### Work required
Could you revise the part of the records that opens with the line containing "Mark the railway" and runs through the end of the records, so that "one point per instance" becomes "one point for each instance" and nothing else changes, and give only those lines back?

### Record excerpts
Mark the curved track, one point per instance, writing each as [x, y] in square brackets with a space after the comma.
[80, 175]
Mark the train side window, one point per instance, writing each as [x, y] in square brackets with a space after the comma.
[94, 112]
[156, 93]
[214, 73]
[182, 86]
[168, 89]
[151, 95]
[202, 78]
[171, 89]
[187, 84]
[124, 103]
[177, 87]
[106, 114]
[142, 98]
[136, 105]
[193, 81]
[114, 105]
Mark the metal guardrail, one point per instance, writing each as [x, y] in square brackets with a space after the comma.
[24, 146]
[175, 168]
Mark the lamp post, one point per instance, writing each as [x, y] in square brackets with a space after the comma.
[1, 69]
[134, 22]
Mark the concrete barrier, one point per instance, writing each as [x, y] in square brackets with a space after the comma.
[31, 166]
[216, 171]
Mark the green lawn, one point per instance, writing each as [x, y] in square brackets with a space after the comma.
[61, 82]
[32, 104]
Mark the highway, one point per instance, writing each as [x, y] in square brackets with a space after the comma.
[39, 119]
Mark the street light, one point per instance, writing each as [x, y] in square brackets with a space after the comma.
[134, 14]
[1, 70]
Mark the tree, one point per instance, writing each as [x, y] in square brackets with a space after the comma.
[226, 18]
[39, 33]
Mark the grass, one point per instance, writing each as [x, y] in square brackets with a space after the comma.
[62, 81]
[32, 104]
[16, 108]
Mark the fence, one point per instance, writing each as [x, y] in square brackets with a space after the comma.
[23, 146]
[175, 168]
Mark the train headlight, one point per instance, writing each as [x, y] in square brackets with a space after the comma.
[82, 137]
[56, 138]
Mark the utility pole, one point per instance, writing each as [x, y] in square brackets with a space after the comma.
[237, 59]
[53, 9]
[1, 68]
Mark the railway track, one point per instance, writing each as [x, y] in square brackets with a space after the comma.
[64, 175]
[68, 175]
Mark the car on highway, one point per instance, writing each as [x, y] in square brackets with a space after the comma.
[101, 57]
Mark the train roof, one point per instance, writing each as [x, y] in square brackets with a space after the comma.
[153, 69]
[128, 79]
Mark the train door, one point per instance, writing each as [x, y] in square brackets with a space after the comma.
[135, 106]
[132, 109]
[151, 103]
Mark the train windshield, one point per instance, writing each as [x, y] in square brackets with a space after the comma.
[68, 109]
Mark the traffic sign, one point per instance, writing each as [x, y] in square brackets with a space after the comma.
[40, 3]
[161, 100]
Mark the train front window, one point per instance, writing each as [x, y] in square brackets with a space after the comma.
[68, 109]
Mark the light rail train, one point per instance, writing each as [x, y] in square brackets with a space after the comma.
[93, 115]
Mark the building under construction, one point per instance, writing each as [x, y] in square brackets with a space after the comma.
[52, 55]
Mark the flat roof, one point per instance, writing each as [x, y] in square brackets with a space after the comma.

### Task output
Mark the railway track, one point for each instance, writing each as [x, y] in square brackets with a space after the comma.
[64, 175]
[68, 175]
Mark the car on highway, one point for each instance, writing each as [x, y] in square brackets with a space after the comma.
[101, 57]
Mark the train roof, one point for each instance, writing each as [x, y] in square brackets with a space after the comma.
[153, 69]
[128, 79]
Mark the train door, one point for each instance, writing each as [x, y] in square brackets with a space after the comma.
[135, 106]
[132, 109]
[151, 103]
Mark the train windshield, one point for each instance, writing each as [x, y] in square brackets with a space after the comma.
[68, 109]
Mark the traffic sign, one point for each instance, writing each as [x, y] in square brackets with a space after the comma.
[40, 3]
[161, 100]
Mark the train front window, one point for each instance, writing each as [x, y] in square brackets with a space after the comma.
[68, 109]
Mark the light rail train, one point for each instance, writing each as [x, y] in square brackets with a space after the comma.
[93, 115]
Mark the building under construction, one point for each instance, writing each as [x, y] in square brackets with a space after the comma.
[52, 55]
Mark the flat roof, one point for each instance, writing each as [x, y] in square brackets with a space after the comma.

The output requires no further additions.